- **TASK INSTRUCTIONS**
Convert the records below into a Markdown table with columns headed Row and Line, beginning at the line that contains "outline **round pendant**, every instance" and stopping after the last line of the records, both included. Number each row and leave out any blank lines.

- **RECORDED INFORMATION**
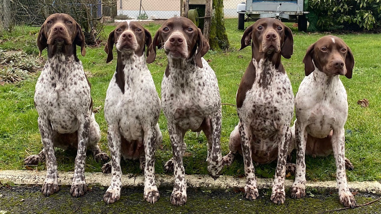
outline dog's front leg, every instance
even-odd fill
[[[53,145],[53,129],[45,112],[38,117],[38,122],[48,171],[41,191],[45,196],[48,196],[59,190],[57,180],[57,160]]]
[[[306,145],[307,133],[306,126],[297,120],[295,121],[295,141],[296,144],[296,171],[295,181],[291,187],[291,197],[300,198],[306,196]]]
[[[252,201],[256,199],[259,194],[257,189],[257,180],[254,174],[254,166],[251,158],[251,133],[247,125],[242,120],[240,120],[238,125],[243,157],[245,175],[246,176],[244,197]]]
[[[344,206],[354,208],[356,206],[354,197],[348,188],[345,172],[345,136],[343,128],[333,129],[332,147],[336,161],[336,180],[339,189],[340,203]]]
[[[280,132],[276,138],[278,142],[278,164],[275,171],[275,178],[272,184],[272,193],[270,198],[273,203],[279,205],[284,203],[286,198],[284,187],[286,162],[291,137],[291,131],[288,126],[283,125],[282,130],[282,131]]]
[[[155,152],[156,150],[156,133],[154,127],[144,131],[146,166],[144,168],[144,198],[150,203],[157,201],[160,196],[155,182]]]
[[[211,136],[213,138],[211,148],[208,144],[208,171],[210,176],[216,180],[219,177],[222,165],[222,156],[221,155],[221,123],[222,113],[220,109],[212,116],[211,118],[212,126]],[[209,143],[209,142],[208,142]]]
[[[90,118],[90,115],[85,114],[78,118],[78,149],[75,157],[73,183],[70,189],[70,193],[74,197],[83,195],[87,191],[85,179],[85,167],[86,164],[86,148],[89,142]]]
[[[182,156],[186,148],[184,138],[185,131],[173,122],[168,123],[168,132],[172,144],[174,166],[174,185],[171,195],[171,203],[181,205],[187,202],[185,170],[182,165]]]
[[[109,125],[107,133],[109,149],[111,155],[111,181],[103,200],[107,204],[114,203],[120,198],[122,169],[120,168],[120,133],[117,124]]]

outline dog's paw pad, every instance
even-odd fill
[[[45,182],[42,185],[41,192],[45,196],[49,196],[55,192],[58,192],[59,187],[57,183],[47,183]]]
[[[112,166],[111,165],[111,162],[106,163],[103,164],[102,167],[102,172],[105,174],[108,174],[111,173],[111,169]]]
[[[174,205],[182,205],[187,202],[187,195],[179,192],[173,192],[171,195],[171,203]]]
[[[153,204],[159,200],[160,194],[157,190],[149,190],[144,193],[144,199],[150,204]]]
[[[30,155],[24,159],[24,165],[37,165],[42,161],[42,158],[38,155]]]
[[[70,194],[77,198],[85,195],[87,191],[87,186],[86,184],[73,184],[70,188]]]
[[[108,189],[103,196],[103,201],[107,204],[112,204],[120,198],[120,191]]]
[[[247,186],[245,187],[245,195],[243,197],[247,199],[248,199],[250,201],[253,201],[257,199],[259,196],[259,194],[258,193],[258,189],[255,187],[251,186],[248,187]]]
[[[277,192],[272,193],[270,200],[273,203],[280,205],[284,203],[286,193],[284,192]]]
[[[98,162],[102,162],[109,160],[110,157],[109,157],[108,155],[104,152],[99,152],[95,155],[94,158],[95,159],[95,160]]]

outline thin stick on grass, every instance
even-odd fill
[[[370,202],[368,202],[368,203],[367,203],[366,204],[360,204],[359,205],[356,205],[356,206],[355,206],[355,208],[357,208],[357,207],[360,207],[360,206],[366,206],[367,205],[368,205],[370,204],[371,204],[372,203],[373,203],[375,202],[376,201],[377,201],[379,200],[380,199],[381,199],[381,197],[380,197],[379,198],[377,198],[377,199],[376,199],[375,200],[373,200],[373,201],[370,201]],[[319,212],[318,213],[317,213],[316,214],[322,214],[322,213],[325,213],[325,212],[335,212],[335,211],[340,211],[341,210],[344,210],[344,209],[349,209],[350,208],[350,208],[350,207],[344,207],[344,208],[341,208],[340,209],[331,209],[331,210],[326,210],[325,211],[323,211],[323,212]]]

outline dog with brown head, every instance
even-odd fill
[[[48,48],[48,56],[51,58],[56,53],[67,56],[74,54],[77,61],[76,45],[81,47],[81,54],[85,56],[85,35],[79,24],[71,16],[65,13],[54,13],[50,16],[41,26],[37,37],[40,50]]]

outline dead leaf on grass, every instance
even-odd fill
[[[363,99],[358,101],[357,104],[360,105],[361,107],[368,107],[369,106],[369,101],[367,99]]]

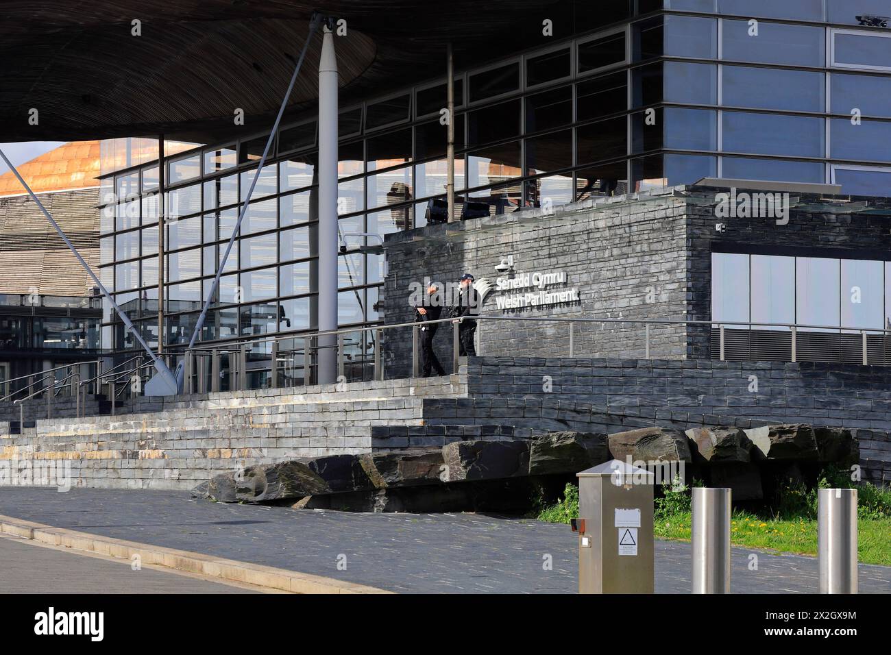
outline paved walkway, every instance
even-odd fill
[[[0,535],[0,594],[256,594]]]
[[[535,520],[225,504],[178,491],[21,487],[0,489],[0,514],[396,592],[577,588],[576,536],[568,526]],[[749,570],[751,553],[733,549],[734,593],[816,593],[815,559],[758,553],[758,569]],[[690,568],[689,544],[657,542],[657,593],[689,592]],[[862,565],[860,590],[891,593],[891,568]]]

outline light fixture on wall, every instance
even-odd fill
[[[513,271],[513,255],[502,258],[501,263],[495,266],[498,273],[511,273]]]

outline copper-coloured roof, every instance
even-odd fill
[[[36,193],[99,186],[99,142],[65,143],[16,168]],[[24,192],[12,171],[0,176],[0,196]]]

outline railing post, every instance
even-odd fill
[[[340,380],[344,378],[344,338],[343,334],[337,335],[337,375]]]
[[[210,351],[210,391],[220,390],[220,351],[214,348]]]
[[[183,388],[186,395],[191,395],[192,391],[192,370],[194,368],[194,356],[195,356],[192,350],[185,351],[185,361],[183,364],[183,376],[185,380],[185,383],[183,385]]]
[[[269,352],[273,358],[273,368],[269,373],[269,386],[273,389],[278,389],[278,341],[273,340]]]
[[[201,353],[198,356],[198,393],[206,394],[208,392],[208,353]]]
[[[383,330],[378,328],[373,332],[374,334],[374,379],[378,381],[383,381],[384,379],[384,370],[380,366],[380,362],[382,357],[380,356],[380,344],[383,343]]]
[[[821,594],[857,593],[857,490],[817,490]]]
[[[71,375],[71,384],[74,386],[74,415],[80,416],[80,373],[76,373]]]
[[[458,374],[458,369],[461,366],[459,362],[461,355],[461,332],[459,328],[461,323],[455,321],[452,323],[452,373],[454,375]]]
[[[412,326],[412,377],[416,378],[421,373],[421,361],[418,356],[418,346],[421,341],[417,325]]]
[[[692,488],[693,594],[730,594],[731,490]]]
[[[303,386],[308,387],[311,383],[310,378],[313,374],[311,357],[313,349],[313,340],[303,340]]]

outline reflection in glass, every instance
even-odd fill
[[[496,184],[522,175],[519,141],[490,146],[467,155],[467,185],[469,188]]]
[[[145,282],[145,262],[149,261],[153,263],[152,275],[156,282],[158,280],[158,258],[151,258],[151,259],[146,259],[143,265],[143,284],[151,283]],[[167,258],[167,268],[165,273],[167,274],[168,282],[178,282],[179,280],[189,280],[193,277],[200,277],[201,249],[195,248],[192,250],[171,252]]]
[[[337,285],[339,289],[365,283],[365,260],[360,252],[347,252],[337,258]]]
[[[712,253],[712,320],[748,323],[748,255]]]
[[[365,150],[368,172],[407,163],[412,160],[412,128],[369,138]]]
[[[414,167],[415,189],[417,196],[437,195],[446,191],[448,178],[448,162],[446,160],[427,161]],[[458,155],[454,160],[454,188],[464,188],[464,157]]]
[[[366,178],[369,209],[395,205],[412,200],[412,167],[370,175]]]
[[[470,145],[519,135],[519,101],[511,100],[468,114]]]
[[[311,152],[281,162],[279,164],[279,182],[282,192],[304,189],[318,184],[318,180],[315,178],[316,160],[317,154]]]
[[[863,120],[853,125],[847,119],[830,119],[831,156],[841,160],[891,161],[891,123]]]
[[[857,170],[836,168],[833,181],[841,184],[842,193],[891,197],[891,168]]]
[[[215,148],[204,153],[204,175],[213,175],[238,164],[235,146]]]
[[[362,289],[340,291],[337,294],[337,320],[339,325],[349,325],[364,322],[364,291]]]
[[[460,107],[462,105],[463,102],[463,91],[464,80],[460,78],[454,80],[455,107]],[[415,94],[414,97],[415,102],[417,102],[415,113],[418,117],[439,113],[442,110],[448,106],[448,98],[446,97],[445,83],[437,86],[421,89],[417,92],[417,94]]]
[[[724,66],[723,79],[726,107],[815,112],[825,107],[823,73]]]
[[[628,107],[628,78],[623,73],[605,75],[576,86],[578,120],[601,119]]]
[[[717,177],[717,157],[682,155],[666,152],[663,155],[665,178],[669,186],[692,184],[703,177]]]
[[[715,104],[717,102],[717,66],[689,61],[665,61],[662,65],[665,67],[662,100],[666,102],[689,102],[691,104]],[[724,102],[726,102],[726,100]],[[644,104],[650,103],[645,102]]]
[[[826,30],[806,25],[761,21],[758,36],[750,37],[748,20],[724,19],[722,33],[725,61],[825,65]]]
[[[790,18],[794,20],[823,20],[823,0],[718,0],[723,14],[757,18]]]
[[[526,133],[560,127],[572,122],[572,86],[549,89],[526,98]]]
[[[830,73],[832,113],[891,117],[891,78],[879,75]]]
[[[822,184],[826,176],[825,167],[813,161],[724,157],[721,166],[723,176],[735,180],[781,180]]]
[[[799,257],[795,265],[796,323],[799,325],[838,325],[839,261]]]
[[[795,323],[795,258],[752,255],[752,323]],[[753,325],[753,330],[788,330]]]
[[[489,69],[470,77],[470,102],[486,100],[519,88],[519,62]]]
[[[240,302],[250,302],[266,298],[275,298],[278,274],[275,268],[261,271],[248,271],[241,274],[241,299]]]
[[[236,218],[237,220],[237,218]],[[278,200],[251,202],[241,221],[241,234],[251,234],[266,230],[274,230],[278,225]]]
[[[744,111],[723,115],[725,152],[814,158],[825,154],[823,119]]]
[[[337,185],[337,213],[339,216],[352,214],[365,209],[365,180],[341,182]]]
[[[623,48],[624,50],[624,48]],[[545,53],[526,60],[526,85],[552,82],[568,78],[572,73],[569,69],[569,48]]]
[[[835,65],[891,69],[891,38],[871,34],[835,34]]]
[[[274,233],[240,240],[241,267],[253,268],[274,264],[277,260],[277,241]]]
[[[314,210],[313,203],[318,203],[316,192],[302,191],[299,193],[282,196],[279,199],[279,215],[282,227],[297,225],[318,219],[318,208]]]
[[[572,130],[526,140],[526,174],[536,176],[572,167]],[[570,184],[571,187],[571,184]]]
[[[625,61],[625,32],[617,32],[578,45],[578,72],[596,70]]]
[[[576,200],[612,196],[628,191],[628,165],[625,161],[576,171]]]
[[[841,260],[841,324],[881,329],[885,323],[884,263]]]
[[[279,285],[282,296],[299,296],[309,293],[309,276],[315,262],[298,262],[279,266]]]
[[[279,132],[279,152],[290,152],[292,150],[303,150],[315,145],[315,121]]]
[[[625,157],[628,153],[627,119],[624,116],[576,128],[578,164]]]
[[[310,239],[308,225],[282,230],[279,233],[279,241],[280,261],[304,259],[315,254],[315,240]]]
[[[292,298],[279,302],[279,332],[309,330],[310,304],[315,298]]]
[[[338,146],[338,177],[352,177],[365,172],[365,149],[364,142]]]
[[[408,120],[411,106],[412,96],[407,94],[369,104],[365,109],[365,129]]]
[[[201,217],[194,216],[191,218],[166,223],[168,233],[164,250],[176,250],[180,248],[192,248],[200,243],[202,220]],[[155,228],[155,232],[158,232],[157,228]],[[155,250],[157,250],[157,239]]]

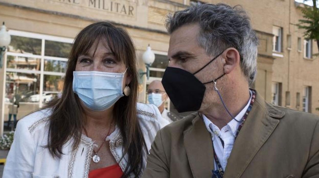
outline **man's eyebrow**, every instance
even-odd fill
[[[179,51],[172,56],[172,58],[177,59],[182,56],[193,56],[194,55],[189,52],[185,51]]]

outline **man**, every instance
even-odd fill
[[[169,112],[164,107],[165,102],[168,97],[160,81],[155,80],[152,82],[148,86],[147,93],[148,102],[154,104],[158,108],[163,118],[170,123],[181,118],[176,114]]]
[[[200,5],[167,22],[162,82],[179,112],[198,112],[158,132],[142,177],[319,177],[318,117],[249,89],[258,41],[245,11]]]

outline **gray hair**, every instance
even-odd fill
[[[240,66],[250,85],[257,75],[258,39],[250,19],[240,6],[222,4],[198,4],[169,14],[166,28],[170,34],[182,26],[198,23],[198,42],[207,54],[217,55],[228,47],[238,50]]]

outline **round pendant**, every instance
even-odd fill
[[[100,157],[98,156],[97,154],[95,154],[93,156],[92,159],[93,160],[93,162],[95,163],[98,163],[100,162]]]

- **RESPONSE TO THE EXERCISE**
| Row | Line |
|---|---|
| 1 | outline **round pendant**, every instance |
| 2 | even-odd fill |
| 3 | [[[100,157],[98,156],[97,154],[95,154],[93,156],[92,159],[93,160],[93,162],[95,163],[98,163],[100,162]]] |